▶ _Selected extract_:
--*--

Mirror of the lttng-dev mailing list
 help / color / mirror / Atom feed
From: bernd.hufmann@ericsson.com (Bernd Hufmann)
Subject: [lttng-dev] LTTng Tools 2.1 streaming commands
Date: Wed, 3 Oct 2012 14:17:23 -0400	[thread overview]
Message-ID: <4CB817F8B8860343821834C09BFBA7A6E183805D4D@EUSAACMS0702.eamcs.ericsson.se> (raw)

Hello

For the support of LTTng Tools 2.1 in Eclipse, I'm currently trying to understand how to use the configuration for network streaming with the updated "lttng create"-command and new "enable-consumer"-command.

a) lttng enable-consumer
I find this command confusing because this command does not always enables the consumer, even if the command name implies so. The enabling actually depends on how the command is executed.
Examples:
*       "lttng enable-consumer -k -U net://<remote_addr>" or "lttng enable-consumer -k -C tcp://<remote_addr> -D tcp://<remote_addr>" don't enable the consumer. You need to either add option --enable or execute subsequently "lttng enable-consumer --enable"

--*--

▶ _Exercise_:
Please write the next part of the mailing list post on LTTng streaming commands, picking up after its last sentence. The material that comes next is separate from the mailing list post on LTTng streaming commands.

--*--

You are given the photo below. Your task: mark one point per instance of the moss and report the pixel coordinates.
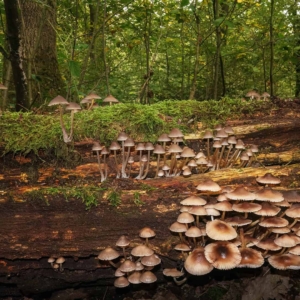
(28, 132)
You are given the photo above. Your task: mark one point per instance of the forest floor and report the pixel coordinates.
(275, 132)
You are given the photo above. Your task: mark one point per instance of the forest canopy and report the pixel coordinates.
(144, 51)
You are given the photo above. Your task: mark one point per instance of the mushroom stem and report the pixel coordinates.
(157, 165)
(116, 162)
(99, 165)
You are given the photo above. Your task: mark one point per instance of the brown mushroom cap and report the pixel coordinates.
(223, 255)
(219, 230)
(147, 232)
(58, 100)
(274, 222)
(268, 209)
(268, 194)
(268, 244)
(148, 277)
(193, 201)
(108, 254)
(127, 266)
(141, 250)
(285, 261)
(208, 186)
(121, 282)
(123, 241)
(135, 277)
(268, 178)
(241, 193)
(185, 218)
(150, 261)
(251, 258)
(172, 273)
(197, 264)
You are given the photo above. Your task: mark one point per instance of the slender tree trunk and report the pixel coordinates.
(218, 49)
(196, 65)
(39, 49)
(106, 71)
(272, 3)
(13, 37)
(296, 28)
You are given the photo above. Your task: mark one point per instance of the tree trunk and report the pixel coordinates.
(13, 36)
(271, 48)
(196, 65)
(39, 50)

--*--

▶ _Exercise response_:
*       lttng enable-consumer -k net://<remote_addr> does enable the consumer. I took me a while to figure out the difference to the example above: The option -U is omitted.

What the command actually provides, is 2 features: A way to configure streaming (e.g. remote_addr) and a way to enable the consumer. Would it be better to name it to "lttng configure-consumer"? Also, remove the support of the possibility to not specify -U, -C or -D. The following variants of this command should be enough:
lttng configure-consumer -k -U <remote_addr> [--enable]
lttng configure-consumer -k -C <remote_addr> -D <remote_addr> [--enable]
lttng configure-consumer -k --enable
lttng configure-consumer -u -U <remote_addr> [--enable]
lttng configure-consumer -u -C <remote_addr> -D <remote_addr> [--enable]
lttng configure-consumer -u --enable

Please let me know what you think.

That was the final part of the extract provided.